- Estratto della pagina:
Medicina e Ricerca

Malattie rare: neuropatia tra le cattive cure

Mal diagnosticata, spesso confusa con la gravissima e incurabile Sla, troppo spesso trattata in modo inappropriato. È il profilo della Neuropatia motoria multifocale (Nmm), malattia rara che origina da una improvvisa disregolazione del sistema immunitario e interessa circa una persona ogni 100mila, per lo più uomini tra i 20 e i 50 anni, manifestandosi con una strana debolezza alle mani che progredisce rendendo difficili le azioni che richiedono precisione nelle dita: dall'allacciare i bottoni della camicia al girare le chiavi nella serratura o pettinarsi. Una volta approdati dal neurologo, la diagnosi corretta arriva spesso solo dopo 2 o 3 anni di trattamenti inappropriati o talvolta dannosi.

Il focus sulla malattia è stato tracciato venerdì scorso nel corso del convegno "Le malattie disimmuni del sistema nervoso", organizzato a Roma dall'Osservatorio nazionale delle malattie rare O.Ma.R, con il contributo educazionale di Baxter. Individuata per la prima volta intorno agli anni '80 la Nmm, a differenza della Sla, ha un andamento decisamente più benigno anche se può essere estremamente disabilitante: «La patologia, ha spiegato Eduardo Nobile-Orazio (Irccs Humanitas, Rozzano), non risponde alla terapia con steroidi o plasmaferesi ma unicamente alla somministrazione di immunoglobuline per via endovenosa, terapia che agisce sugli anticorpi IgM anti Gm1 migliorando la vita dei pazienti, va ripetuta con una frequenza variabile (solitamente mensile) ed è efficace nell'80% dei casi».

[Materiale archiviato]
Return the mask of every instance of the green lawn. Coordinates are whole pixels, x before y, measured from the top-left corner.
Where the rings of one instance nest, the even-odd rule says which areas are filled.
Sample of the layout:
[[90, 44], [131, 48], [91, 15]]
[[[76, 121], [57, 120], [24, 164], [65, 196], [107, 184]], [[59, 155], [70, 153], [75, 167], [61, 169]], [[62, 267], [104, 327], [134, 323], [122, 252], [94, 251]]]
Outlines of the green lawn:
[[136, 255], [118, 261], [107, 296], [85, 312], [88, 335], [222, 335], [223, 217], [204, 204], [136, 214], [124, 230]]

- Esercizi da svolgere:
A. Secondo l'estratto sulla neuropatia motoria multifocale, in quale percentuale dei casi risulta efficace la somministrazione di immunoglobuline per via endovenosa?
B. Prosegua l'estratto sulla neuropatia motoria multifocale a partire dal punto in cui si interrompe.
Del materiale non occorre tenere alcun conto.

- Risultati in ordine:
A. Nell'80% dei casi.

B.
Sebbene il farmaco per la terapia della Mmn sia disponibile da oltre un anno con indicazione specifica per questa rara malattia, dal dibattito è emerso che ancora troppi pazienti sono esclusi dal gold standard dei trattamenti.

«L'immunoglobulina specifica endovena, che va somministrata per lunghi periodi, è l'unico farmaco attualmente specifico per il trattamento di questa neuropatia - ha spiegato Gabriele Siciliano (Università di Pisa) -. Il trattamento ha un certo costo, ma le alternative economiche, rappresentate a esempio da antinfiammatori, per la Mmn non solo non funzionano, ma rischiano di peggiorare la situazione. Non è dunque il caso di risparmiare sulla terapia che può garantire ai pazienti l'autonomia. E le chiare indicazioni dell'ente regolatorio del farmaco dovrebbero eliminare ogni ulteriore perplessità».